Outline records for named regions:

--------------------------------------------------

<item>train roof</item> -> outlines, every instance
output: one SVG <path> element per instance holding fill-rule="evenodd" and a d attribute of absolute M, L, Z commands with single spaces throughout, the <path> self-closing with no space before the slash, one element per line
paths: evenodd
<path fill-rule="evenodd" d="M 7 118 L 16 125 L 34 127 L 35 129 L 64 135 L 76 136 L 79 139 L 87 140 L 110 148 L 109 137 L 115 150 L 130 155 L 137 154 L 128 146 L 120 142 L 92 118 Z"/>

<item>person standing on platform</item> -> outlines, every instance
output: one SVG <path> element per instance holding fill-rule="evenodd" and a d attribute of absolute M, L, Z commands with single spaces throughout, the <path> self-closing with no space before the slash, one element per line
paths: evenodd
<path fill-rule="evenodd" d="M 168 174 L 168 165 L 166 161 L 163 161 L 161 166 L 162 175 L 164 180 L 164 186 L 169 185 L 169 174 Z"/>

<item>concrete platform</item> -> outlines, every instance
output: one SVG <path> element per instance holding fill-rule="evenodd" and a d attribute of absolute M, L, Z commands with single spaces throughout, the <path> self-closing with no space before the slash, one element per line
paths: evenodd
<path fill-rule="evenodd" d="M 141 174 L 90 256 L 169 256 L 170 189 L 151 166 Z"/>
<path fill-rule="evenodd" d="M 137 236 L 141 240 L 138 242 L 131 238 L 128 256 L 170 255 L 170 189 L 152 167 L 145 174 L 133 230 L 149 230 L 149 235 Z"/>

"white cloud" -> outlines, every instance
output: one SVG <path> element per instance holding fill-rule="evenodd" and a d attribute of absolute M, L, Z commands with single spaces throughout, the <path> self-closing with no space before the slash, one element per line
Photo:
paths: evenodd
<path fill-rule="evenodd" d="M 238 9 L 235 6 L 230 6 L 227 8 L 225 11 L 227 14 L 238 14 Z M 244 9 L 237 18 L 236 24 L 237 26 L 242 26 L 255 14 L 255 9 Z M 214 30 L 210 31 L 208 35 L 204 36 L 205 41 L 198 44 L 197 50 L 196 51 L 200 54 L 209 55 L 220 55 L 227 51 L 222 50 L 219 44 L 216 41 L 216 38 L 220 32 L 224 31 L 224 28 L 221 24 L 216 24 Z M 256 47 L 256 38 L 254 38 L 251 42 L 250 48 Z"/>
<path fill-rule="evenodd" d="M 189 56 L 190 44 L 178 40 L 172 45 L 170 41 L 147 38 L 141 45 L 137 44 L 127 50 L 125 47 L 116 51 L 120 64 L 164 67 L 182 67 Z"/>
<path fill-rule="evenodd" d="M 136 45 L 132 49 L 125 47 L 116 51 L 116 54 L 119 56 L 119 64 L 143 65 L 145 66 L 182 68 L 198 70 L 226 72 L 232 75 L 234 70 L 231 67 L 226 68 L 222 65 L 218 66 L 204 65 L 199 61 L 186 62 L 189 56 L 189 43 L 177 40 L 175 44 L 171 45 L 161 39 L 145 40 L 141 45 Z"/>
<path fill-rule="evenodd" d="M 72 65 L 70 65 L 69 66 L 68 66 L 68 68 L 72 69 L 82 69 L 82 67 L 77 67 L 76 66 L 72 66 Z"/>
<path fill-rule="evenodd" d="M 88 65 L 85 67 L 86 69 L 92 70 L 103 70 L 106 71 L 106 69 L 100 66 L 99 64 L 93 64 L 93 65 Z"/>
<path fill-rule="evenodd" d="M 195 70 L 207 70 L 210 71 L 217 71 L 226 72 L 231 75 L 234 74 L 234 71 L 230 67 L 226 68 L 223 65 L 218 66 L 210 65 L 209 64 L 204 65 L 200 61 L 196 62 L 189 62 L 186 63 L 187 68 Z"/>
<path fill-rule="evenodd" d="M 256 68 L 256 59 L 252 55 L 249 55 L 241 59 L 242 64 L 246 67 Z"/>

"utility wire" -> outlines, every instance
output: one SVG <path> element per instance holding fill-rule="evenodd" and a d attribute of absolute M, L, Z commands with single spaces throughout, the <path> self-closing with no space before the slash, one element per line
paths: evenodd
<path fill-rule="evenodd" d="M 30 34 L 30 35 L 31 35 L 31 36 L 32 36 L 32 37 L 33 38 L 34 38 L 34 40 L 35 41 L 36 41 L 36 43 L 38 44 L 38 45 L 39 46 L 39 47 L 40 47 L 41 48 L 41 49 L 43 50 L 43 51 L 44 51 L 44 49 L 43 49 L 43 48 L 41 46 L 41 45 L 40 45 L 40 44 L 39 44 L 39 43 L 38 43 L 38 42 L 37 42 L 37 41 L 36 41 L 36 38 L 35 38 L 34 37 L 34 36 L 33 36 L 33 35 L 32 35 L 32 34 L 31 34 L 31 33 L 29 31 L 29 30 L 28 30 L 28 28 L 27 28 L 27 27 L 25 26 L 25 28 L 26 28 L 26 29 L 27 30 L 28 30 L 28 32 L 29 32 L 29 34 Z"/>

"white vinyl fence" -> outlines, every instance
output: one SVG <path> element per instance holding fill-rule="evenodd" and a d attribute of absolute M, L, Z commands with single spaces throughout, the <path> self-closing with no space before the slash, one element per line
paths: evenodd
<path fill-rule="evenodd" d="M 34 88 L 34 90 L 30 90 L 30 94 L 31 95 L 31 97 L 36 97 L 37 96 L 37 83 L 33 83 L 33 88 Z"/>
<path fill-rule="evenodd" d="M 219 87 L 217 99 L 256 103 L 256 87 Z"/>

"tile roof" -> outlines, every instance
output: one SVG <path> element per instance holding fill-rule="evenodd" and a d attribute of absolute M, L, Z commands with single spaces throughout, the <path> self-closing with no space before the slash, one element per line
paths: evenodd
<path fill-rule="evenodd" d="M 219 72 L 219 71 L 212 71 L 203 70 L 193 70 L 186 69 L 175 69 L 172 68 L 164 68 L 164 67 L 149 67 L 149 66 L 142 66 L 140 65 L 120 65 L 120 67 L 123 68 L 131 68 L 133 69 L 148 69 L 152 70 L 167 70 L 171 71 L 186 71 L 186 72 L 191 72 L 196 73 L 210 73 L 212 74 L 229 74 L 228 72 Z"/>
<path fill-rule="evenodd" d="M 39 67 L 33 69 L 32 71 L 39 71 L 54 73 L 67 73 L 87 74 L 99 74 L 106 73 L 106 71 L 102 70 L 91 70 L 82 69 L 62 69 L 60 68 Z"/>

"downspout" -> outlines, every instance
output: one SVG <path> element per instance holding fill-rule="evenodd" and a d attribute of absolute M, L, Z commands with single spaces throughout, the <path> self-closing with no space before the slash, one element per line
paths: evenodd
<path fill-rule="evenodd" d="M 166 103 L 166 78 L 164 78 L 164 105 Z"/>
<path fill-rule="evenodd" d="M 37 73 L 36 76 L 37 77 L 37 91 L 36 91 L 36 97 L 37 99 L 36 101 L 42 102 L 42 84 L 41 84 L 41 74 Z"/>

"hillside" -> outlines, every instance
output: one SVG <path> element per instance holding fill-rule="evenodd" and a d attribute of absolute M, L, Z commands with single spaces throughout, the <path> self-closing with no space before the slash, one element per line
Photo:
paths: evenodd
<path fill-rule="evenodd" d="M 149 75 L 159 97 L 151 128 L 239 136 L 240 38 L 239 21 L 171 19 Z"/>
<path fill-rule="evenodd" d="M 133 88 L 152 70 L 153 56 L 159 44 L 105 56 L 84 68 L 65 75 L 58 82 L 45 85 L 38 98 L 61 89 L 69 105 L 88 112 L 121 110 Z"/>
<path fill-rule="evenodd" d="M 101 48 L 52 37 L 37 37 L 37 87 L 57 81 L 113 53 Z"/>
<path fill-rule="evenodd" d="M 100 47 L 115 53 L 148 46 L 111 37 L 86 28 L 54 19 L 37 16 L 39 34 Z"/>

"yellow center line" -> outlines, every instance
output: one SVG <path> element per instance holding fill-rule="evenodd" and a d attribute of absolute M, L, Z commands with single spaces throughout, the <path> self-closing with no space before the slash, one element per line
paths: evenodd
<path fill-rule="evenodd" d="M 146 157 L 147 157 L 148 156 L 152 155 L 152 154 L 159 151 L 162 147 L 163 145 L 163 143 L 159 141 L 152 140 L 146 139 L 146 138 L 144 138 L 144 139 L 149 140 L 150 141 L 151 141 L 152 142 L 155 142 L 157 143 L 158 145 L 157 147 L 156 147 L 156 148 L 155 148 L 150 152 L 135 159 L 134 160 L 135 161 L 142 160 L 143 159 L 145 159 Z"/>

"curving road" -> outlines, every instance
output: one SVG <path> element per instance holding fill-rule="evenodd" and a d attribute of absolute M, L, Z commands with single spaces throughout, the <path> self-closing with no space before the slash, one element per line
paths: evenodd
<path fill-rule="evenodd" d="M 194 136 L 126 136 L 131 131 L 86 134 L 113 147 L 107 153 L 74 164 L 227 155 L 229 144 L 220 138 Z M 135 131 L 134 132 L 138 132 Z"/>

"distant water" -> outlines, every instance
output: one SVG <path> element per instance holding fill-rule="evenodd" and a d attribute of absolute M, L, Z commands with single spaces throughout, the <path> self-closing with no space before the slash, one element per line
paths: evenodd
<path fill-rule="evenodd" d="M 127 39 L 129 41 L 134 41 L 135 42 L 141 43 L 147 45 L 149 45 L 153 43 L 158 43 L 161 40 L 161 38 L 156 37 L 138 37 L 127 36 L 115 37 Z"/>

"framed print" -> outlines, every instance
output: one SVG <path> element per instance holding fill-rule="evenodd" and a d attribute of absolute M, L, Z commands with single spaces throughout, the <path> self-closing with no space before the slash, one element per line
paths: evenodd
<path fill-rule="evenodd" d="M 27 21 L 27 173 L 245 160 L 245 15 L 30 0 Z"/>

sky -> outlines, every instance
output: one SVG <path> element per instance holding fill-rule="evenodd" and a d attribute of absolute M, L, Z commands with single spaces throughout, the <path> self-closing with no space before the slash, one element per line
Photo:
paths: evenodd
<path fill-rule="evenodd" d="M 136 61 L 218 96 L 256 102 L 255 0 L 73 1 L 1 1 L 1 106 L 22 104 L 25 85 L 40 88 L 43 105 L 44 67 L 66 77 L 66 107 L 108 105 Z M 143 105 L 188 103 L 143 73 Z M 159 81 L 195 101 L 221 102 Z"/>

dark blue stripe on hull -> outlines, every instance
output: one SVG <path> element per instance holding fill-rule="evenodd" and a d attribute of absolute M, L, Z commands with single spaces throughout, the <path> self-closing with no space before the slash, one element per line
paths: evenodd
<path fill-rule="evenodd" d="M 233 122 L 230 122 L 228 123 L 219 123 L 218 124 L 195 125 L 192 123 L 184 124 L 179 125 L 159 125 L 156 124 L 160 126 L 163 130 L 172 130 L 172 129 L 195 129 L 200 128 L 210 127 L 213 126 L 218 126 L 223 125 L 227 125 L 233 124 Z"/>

--------------------------------------------------

__Given task__
Copy the records from the line with "sky -> outlines, every instance" to the line with "136 61 L 218", inclusive. Leave each request as it is, and offset every coordinate in the answer paths by adding 20 to it.

__Response to this task__
sky -> outlines, every instance
output: one SVG <path> element per instance holding fill-rule="evenodd" and a d attribute of absolute M, L, Z commands with single spaces throughout, the <path> self-closing with no space before the slash, one element per line
Photo:
paths: evenodd
<path fill-rule="evenodd" d="M 156 81 L 238 116 L 276 122 L 275 20 L 93 21 L 21 21 L 21 126 L 42 124 L 45 105 L 60 108 L 63 125 L 64 87 L 86 97 L 86 127 L 128 125 Z M 163 125 L 208 123 L 163 93 Z M 179 101 L 215 121 L 241 122 Z"/>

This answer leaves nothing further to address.